— CONSIGNES —
1) D'après la note de l'extrait, à qui l'allocution est-elle adressée ?
2) Réécrivez le passage de l'extrait qui commence par « DEPOSITION DU ROY » et se poursuit jusqu'à « 9 janvier 1589. », en remplaçant « mariée » par « unie ».

Imprimé. – Mémoires de l’Estat de France sous Charles neufiesme, édition de Meidelbourg, 1578, in-8o, tom. III, fol. 159 recto. – Le Laboureur, Additions aux mémoires de Michel de Castelnau, liv. VI, tome II, p. 360, édition de 1731 ; – Et Mémoires et lettres de Marguerite de Valois, nouvelle édition, par M. F. Guessard, Paris, 1842, in-8o, p. 195.


DEPOSITION DU ROY DE NAVARRE

DANS LE PROCES CRIMINEL CONTRE LE Sr DE LA MOLLE, LE COMTE COCONNAS ET AUTRES.

[1]Madame, Je m’estime tres heureux du commandement qu’il vous plaist me faire. Encores que par droict je ne sois obligé de respondre

  1. Cette allocution est adressée à la reine mère, Catherine de Médicis, fille de Laurent de Médicis, duc d’Urbin, et de Madeleine de la Tour, comtesse d’Auvergne et de Lauraguais, née à Florence en 1519, mariée en 1533 à Henri, dauphin de France, depuis Henri II, veuve de ce prince le 18 juin 1559, morte le 9 janvier 1589.

— DONNÉES FOURNIES —
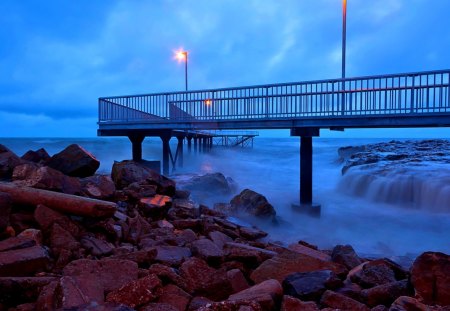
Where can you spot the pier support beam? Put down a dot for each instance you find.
(136, 146)
(306, 170)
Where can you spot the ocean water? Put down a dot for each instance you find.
(271, 168)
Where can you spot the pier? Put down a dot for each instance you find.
(418, 99)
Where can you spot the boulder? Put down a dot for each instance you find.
(126, 172)
(207, 250)
(310, 285)
(430, 276)
(5, 210)
(43, 177)
(23, 262)
(288, 262)
(341, 302)
(267, 294)
(290, 303)
(205, 281)
(39, 156)
(252, 203)
(8, 161)
(345, 255)
(385, 294)
(175, 296)
(74, 161)
(136, 293)
(98, 187)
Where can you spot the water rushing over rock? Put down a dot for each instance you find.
(414, 174)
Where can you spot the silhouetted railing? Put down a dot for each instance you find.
(409, 93)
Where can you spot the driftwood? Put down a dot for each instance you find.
(62, 202)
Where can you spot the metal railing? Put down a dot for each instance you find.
(408, 93)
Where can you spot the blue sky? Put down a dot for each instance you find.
(58, 56)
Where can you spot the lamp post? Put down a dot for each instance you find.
(344, 33)
(183, 56)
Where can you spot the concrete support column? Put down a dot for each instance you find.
(166, 150)
(136, 146)
(180, 151)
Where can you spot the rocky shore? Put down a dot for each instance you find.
(73, 240)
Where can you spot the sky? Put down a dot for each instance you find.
(58, 56)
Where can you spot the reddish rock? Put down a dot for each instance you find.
(15, 290)
(205, 281)
(8, 161)
(430, 276)
(23, 262)
(385, 294)
(38, 156)
(219, 238)
(172, 255)
(74, 161)
(310, 285)
(345, 255)
(377, 272)
(267, 294)
(249, 255)
(237, 280)
(293, 304)
(32, 234)
(339, 301)
(158, 307)
(5, 210)
(308, 251)
(252, 203)
(96, 246)
(251, 233)
(98, 187)
(136, 293)
(109, 274)
(175, 296)
(16, 243)
(44, 177)
(207, 250)
(290, 262)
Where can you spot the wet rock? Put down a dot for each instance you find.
(290, 262)
(39, 156)
(253, 203)
(23, 262)
(377, 272)
(43, 177)
(127, 172)
(172, 255)
(385, 294)
(345, 255)
(207, 250)
(310, 285)
(5, 210)
(339, 301)
(175, 296)
(267, 294)
(98, 187)
(290, 303)
(136, 293)
(8, 161)
(204, 280)
(247, 254)
(96, 246)
(15, 290)
(431, 278)
(74, 161)
(237, 280)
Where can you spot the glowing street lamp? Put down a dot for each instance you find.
(182, 56)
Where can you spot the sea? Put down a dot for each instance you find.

— RÉPONSES PAR TÂCHE —
1) À la reine mère, Catherine de Médicis.

2)
DEPOSITION DU ROY DE NAVARRE

DANS LE PROCES CRIMINEL CONTRE LE Sr DE LA MOLLE, LE COMTE COCONNAS ET AUTRES.

[1]Madame, Je m’estime tres heureux du commandement qu’il vous plaist me faire. Encores que par droict je ne sois obligé de respondre

  1. Cette allocution est adressée à la reine mère, Catherine de Médicis, fille de Laurent de Médicis, duc d’Urbin, et de Madeleine de la Tour, comtesse d’Auvergne et de Lauraguais, née à Florence en 1519, unie en 1533 à Henri, dauphin de France, depuis Henri II, veuve de ce prince le 18 juin 1559, morte le 9 janvier 1589.